What is being asked: Translate the sentence "During World War II the building was used as a military warehouse." from the text on the Jewish Funeral House in Gliwice into Spanish.

Design and construction
- Architect: Max Fleischer

= Jewish Funeral House in Gliwice =

Building in Gliwice, Silesia, Poland

Jewish Funeral House in Gliwice (also known as the Little Synagogue) is a historic Jewish funeral building from 1903 located at 14 Poniatowskiego Street in Gliwice, Poland, adjacent to the New Jewish Cemetery in Gliwice.

The protected monument comprises the funeral house building of the former Jewish cemetery complex.

== History ==
The building was designed by the Viennese architect Max Fleischer. Construction was carried out by the building firm of Julius Scheer of Gliwice, under the supervision of Johann Miedel (architect), Andreas Holzenpfeil and Oskar Stanjura.

On 15 November 1903 the Jewish cemetery and its buildings were ceremonially opened and consecrated. During World War II the building was used as a military warehouse. In 2007 the funeral house was transferred by the Jewish community to the city of Gliwice. Following conservation and restoration works carried out between 2012 and 2016, the building now houses the Upper Silesian Jews House of Memory, a branch of the Gliwice Museum.

In 2016 the Upper Silesian Jews House of Memory won the “Best Public Space of the Silesian Voivodeship” award in the category of revitalised public building.

== Heritage status ==
The building is entered in the register of historic monuments of Poland as:

- No. A/87/03 of 8 May 2003 — funeral house in Gliwice.

Extracted records:
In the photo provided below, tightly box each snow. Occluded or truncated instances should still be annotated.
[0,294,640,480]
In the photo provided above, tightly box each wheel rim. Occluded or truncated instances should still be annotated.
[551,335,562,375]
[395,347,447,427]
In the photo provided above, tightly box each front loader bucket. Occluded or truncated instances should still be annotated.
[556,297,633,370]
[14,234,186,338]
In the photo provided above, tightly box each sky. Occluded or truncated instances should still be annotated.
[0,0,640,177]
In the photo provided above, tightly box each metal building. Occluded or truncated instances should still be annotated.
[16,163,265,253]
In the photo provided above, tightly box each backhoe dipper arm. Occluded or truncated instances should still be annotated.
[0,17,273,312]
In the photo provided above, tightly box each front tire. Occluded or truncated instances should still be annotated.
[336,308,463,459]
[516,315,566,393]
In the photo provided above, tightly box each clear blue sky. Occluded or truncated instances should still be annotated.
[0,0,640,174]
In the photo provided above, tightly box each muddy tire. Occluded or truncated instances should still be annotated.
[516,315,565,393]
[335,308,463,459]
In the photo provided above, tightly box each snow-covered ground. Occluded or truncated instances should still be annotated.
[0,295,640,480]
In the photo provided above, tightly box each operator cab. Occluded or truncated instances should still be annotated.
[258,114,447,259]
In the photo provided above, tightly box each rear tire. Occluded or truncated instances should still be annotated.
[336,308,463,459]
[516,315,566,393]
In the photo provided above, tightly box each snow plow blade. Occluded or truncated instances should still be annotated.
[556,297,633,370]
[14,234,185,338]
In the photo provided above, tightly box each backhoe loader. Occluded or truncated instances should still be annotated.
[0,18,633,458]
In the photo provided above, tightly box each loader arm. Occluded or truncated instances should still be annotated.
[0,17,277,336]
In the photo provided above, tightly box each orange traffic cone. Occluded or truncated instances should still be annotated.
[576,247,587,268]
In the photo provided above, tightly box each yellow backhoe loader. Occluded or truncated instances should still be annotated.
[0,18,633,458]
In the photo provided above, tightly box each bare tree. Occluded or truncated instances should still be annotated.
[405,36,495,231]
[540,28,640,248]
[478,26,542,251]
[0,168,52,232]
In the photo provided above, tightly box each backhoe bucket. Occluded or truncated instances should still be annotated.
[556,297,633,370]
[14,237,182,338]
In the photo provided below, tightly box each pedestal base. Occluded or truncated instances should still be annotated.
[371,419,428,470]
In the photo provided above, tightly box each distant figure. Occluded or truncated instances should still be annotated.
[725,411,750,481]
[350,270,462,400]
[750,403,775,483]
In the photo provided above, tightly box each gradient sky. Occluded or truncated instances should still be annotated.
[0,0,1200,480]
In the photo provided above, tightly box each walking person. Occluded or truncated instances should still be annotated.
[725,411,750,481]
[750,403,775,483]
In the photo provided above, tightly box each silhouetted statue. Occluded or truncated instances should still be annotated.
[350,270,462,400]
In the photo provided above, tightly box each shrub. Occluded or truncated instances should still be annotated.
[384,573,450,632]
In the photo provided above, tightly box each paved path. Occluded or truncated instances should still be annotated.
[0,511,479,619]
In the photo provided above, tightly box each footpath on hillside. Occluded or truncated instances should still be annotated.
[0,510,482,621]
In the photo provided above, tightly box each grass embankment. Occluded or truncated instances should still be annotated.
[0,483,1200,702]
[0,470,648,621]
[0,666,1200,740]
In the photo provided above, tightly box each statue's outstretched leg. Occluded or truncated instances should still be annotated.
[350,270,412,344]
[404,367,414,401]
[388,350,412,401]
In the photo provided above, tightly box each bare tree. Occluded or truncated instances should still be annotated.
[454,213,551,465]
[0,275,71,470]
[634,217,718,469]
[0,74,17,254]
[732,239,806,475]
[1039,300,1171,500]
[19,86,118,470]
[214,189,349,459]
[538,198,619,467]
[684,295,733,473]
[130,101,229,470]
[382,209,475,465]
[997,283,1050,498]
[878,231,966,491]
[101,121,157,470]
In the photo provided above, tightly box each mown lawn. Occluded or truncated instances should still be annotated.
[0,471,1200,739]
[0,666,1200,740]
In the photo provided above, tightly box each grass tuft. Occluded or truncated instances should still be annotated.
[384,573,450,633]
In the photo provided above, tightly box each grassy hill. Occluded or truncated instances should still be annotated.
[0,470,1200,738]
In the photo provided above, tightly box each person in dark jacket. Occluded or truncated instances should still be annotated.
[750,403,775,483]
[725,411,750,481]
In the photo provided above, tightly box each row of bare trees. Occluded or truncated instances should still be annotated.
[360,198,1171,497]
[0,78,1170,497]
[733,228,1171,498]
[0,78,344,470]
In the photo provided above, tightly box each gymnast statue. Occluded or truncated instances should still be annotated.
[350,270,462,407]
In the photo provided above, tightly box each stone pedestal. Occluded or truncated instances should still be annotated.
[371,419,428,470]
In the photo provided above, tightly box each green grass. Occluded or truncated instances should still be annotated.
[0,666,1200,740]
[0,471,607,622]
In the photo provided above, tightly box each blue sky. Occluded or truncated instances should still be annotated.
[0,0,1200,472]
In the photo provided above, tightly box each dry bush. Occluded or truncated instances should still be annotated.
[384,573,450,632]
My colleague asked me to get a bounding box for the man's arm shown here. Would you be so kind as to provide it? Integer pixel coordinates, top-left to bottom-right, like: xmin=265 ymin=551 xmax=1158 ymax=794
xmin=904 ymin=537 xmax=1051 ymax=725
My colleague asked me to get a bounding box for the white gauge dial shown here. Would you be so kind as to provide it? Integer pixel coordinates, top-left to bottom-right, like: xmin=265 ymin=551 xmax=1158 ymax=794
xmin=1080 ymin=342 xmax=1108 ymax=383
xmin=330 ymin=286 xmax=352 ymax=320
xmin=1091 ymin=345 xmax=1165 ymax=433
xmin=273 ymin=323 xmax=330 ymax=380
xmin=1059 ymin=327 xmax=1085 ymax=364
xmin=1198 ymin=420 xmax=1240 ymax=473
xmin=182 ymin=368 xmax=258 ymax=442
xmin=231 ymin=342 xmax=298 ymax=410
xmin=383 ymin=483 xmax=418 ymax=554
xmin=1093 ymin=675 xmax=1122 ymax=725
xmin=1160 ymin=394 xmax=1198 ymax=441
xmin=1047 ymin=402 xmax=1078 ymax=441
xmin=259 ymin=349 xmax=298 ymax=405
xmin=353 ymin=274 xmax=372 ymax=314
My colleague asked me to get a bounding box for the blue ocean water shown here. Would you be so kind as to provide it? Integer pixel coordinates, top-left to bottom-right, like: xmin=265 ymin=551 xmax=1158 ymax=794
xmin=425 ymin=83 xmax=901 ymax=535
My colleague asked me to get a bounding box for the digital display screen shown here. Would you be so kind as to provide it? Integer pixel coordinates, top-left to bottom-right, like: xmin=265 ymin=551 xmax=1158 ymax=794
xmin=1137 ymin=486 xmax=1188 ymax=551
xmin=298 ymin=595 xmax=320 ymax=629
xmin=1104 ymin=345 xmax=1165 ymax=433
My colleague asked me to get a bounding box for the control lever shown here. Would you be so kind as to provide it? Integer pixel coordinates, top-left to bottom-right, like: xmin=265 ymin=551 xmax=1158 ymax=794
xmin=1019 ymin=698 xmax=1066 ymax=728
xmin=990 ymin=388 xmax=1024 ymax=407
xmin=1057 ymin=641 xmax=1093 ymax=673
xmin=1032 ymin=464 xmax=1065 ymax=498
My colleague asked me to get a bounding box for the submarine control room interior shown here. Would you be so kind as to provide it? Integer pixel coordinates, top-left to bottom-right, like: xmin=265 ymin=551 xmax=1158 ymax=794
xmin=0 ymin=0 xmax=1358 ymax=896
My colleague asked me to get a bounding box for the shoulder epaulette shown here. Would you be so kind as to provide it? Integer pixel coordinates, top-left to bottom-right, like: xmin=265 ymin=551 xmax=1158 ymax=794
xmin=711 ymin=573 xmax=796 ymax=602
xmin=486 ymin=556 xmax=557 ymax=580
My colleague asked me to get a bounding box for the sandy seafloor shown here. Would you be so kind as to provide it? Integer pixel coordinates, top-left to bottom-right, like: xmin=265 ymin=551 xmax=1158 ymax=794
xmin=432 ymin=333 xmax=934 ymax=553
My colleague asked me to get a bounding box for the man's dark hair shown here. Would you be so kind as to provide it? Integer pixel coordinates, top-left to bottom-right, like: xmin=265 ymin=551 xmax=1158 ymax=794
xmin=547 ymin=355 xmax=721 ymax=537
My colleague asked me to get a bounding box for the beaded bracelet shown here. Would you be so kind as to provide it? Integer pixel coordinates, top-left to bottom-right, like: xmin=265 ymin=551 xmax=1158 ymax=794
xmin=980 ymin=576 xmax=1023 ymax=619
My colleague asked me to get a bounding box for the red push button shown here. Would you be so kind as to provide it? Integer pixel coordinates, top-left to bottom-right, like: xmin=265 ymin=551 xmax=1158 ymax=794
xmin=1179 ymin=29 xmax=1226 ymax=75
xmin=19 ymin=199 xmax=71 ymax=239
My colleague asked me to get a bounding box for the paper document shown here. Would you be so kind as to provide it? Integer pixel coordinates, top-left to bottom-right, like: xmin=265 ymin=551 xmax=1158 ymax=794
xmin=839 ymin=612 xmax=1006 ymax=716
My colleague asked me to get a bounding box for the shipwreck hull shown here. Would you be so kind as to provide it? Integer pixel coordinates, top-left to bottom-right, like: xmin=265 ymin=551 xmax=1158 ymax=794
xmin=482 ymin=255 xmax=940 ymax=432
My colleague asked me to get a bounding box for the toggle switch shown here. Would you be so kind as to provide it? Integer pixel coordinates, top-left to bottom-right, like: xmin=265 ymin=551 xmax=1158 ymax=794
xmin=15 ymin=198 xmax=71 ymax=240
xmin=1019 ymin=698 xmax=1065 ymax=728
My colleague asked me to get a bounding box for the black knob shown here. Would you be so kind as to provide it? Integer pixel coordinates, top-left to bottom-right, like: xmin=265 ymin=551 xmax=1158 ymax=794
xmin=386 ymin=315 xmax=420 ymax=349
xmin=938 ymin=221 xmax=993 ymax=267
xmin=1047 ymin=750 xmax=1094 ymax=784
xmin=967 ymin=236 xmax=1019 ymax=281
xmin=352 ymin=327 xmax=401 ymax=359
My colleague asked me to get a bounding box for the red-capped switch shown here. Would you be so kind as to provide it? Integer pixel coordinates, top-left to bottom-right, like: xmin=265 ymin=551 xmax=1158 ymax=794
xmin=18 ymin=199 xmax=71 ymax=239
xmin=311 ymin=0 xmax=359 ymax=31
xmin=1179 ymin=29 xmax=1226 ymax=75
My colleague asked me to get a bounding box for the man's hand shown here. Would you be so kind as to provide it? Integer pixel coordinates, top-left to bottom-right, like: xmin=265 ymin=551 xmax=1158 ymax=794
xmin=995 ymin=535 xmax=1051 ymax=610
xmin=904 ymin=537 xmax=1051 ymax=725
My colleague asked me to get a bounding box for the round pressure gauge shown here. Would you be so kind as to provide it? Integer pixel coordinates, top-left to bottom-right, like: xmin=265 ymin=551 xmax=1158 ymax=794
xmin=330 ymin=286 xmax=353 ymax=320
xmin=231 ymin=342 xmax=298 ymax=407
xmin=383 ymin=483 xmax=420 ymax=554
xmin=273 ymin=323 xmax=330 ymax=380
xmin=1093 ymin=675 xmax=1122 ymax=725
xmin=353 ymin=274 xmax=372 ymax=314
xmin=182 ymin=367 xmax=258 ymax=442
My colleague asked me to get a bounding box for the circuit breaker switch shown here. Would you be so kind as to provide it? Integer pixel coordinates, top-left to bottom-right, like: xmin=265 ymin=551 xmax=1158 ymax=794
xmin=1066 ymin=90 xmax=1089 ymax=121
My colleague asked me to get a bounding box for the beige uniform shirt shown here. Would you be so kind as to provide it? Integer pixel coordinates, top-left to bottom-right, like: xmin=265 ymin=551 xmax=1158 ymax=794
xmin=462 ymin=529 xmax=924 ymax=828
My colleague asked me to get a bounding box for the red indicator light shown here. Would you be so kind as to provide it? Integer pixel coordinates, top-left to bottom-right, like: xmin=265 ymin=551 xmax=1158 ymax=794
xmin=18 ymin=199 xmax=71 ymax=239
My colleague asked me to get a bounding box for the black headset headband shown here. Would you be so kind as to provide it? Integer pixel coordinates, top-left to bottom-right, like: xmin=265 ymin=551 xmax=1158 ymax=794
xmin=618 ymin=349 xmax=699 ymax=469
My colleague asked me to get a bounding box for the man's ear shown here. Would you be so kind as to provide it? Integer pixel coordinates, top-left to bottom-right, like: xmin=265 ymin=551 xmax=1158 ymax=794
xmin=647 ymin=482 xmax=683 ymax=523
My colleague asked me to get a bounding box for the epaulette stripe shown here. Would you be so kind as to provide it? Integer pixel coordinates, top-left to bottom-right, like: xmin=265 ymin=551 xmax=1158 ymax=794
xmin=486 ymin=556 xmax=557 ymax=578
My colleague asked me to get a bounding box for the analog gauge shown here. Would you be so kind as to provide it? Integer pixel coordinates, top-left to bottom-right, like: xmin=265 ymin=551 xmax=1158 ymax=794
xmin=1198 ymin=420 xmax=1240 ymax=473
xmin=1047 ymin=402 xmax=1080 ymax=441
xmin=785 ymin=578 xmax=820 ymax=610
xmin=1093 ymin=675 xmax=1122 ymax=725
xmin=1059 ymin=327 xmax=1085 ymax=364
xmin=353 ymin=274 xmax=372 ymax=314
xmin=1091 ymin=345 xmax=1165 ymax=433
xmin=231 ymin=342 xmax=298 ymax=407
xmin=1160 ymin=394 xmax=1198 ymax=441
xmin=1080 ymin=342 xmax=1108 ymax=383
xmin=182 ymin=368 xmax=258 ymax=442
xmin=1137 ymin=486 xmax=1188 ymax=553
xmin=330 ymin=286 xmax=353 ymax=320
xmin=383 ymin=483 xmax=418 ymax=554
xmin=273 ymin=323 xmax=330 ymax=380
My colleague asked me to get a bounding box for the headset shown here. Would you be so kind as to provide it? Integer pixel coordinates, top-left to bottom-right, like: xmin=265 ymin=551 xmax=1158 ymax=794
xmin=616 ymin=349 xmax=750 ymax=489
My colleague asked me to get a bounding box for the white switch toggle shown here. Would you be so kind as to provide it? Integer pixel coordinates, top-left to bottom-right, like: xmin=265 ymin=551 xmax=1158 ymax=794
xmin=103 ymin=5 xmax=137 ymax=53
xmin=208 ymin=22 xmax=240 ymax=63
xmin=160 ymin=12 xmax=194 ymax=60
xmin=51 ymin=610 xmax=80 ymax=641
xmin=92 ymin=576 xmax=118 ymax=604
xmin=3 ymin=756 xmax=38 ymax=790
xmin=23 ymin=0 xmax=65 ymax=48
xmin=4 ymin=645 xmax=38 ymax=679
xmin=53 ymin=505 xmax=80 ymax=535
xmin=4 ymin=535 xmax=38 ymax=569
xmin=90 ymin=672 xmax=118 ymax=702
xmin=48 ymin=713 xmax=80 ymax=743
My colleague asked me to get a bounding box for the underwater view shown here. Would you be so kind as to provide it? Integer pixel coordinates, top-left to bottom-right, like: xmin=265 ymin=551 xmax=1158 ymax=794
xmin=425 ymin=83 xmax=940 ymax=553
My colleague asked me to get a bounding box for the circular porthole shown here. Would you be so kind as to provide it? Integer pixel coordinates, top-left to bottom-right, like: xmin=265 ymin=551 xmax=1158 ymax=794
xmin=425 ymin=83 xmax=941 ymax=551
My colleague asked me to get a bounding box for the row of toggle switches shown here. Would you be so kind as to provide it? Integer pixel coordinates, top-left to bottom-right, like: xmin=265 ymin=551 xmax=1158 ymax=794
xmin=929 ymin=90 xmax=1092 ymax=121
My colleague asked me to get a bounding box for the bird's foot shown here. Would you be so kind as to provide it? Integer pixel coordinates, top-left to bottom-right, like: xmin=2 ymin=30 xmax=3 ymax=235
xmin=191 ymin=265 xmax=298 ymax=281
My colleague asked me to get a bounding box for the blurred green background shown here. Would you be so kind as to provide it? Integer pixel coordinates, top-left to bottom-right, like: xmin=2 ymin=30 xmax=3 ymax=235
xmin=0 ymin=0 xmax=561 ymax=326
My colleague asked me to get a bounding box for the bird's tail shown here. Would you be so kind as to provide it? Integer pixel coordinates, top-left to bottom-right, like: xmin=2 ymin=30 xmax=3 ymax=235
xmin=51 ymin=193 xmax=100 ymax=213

Written response: Durante la Segunda Guerra Mundial, el edificio se utilizó como almacén militar.